Search the records for the string "gets", then copy each line where it appears.

*** Opening SOURCE DATA ***

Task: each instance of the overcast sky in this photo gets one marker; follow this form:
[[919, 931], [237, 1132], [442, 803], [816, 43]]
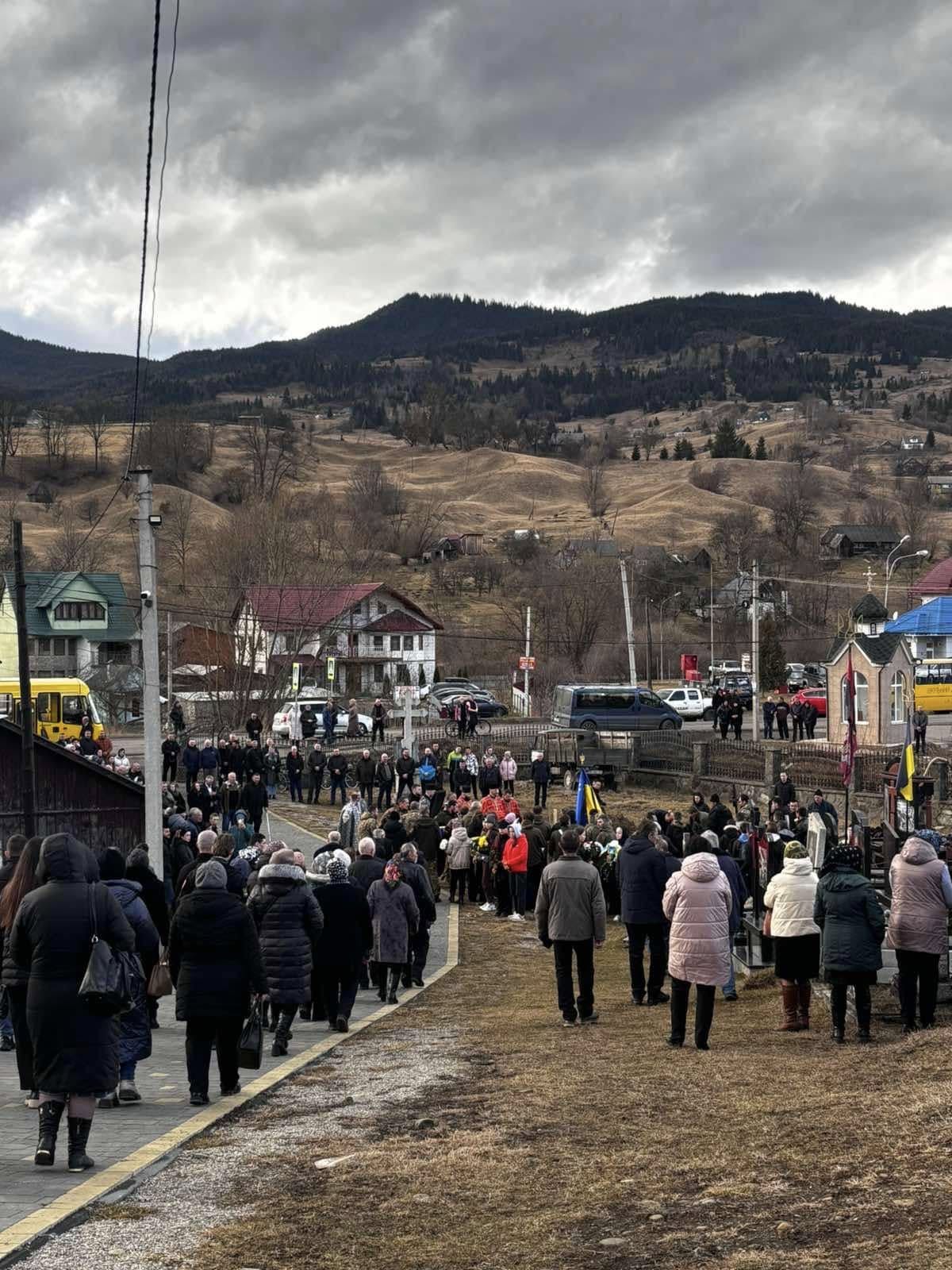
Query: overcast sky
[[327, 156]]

*** Closing SOURCE DATA ***
*** Opening SOURCE DATA ***

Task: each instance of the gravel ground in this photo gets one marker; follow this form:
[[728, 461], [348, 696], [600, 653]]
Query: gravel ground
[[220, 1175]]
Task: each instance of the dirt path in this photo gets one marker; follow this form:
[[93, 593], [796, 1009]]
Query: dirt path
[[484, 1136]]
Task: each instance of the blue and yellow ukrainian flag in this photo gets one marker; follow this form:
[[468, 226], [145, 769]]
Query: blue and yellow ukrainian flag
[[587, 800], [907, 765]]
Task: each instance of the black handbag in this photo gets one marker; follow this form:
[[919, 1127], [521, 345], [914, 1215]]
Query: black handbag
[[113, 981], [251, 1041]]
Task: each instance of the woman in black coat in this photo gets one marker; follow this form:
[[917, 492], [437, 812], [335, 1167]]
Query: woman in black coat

*** Closing SOURCE DATA ***

- **ANSWER TO THE EXERCISE**
Task: each instance of the overcast sky in this photo gets one marker; follow this form:
Task: each instance of the gravel ground in this photo gets one marker; follow this form:
Task: each instance of the dirt path in this photo gets one marker; follow this form:
Task: each instance of the blue and yellow ukrainian flag in this photo gets one marker; follow this form:
Task: each instance of the black handbag in this photo gets one marker; follow this form:
Task: each instance of the woman in black coat in this photo gets one marker; follow this form:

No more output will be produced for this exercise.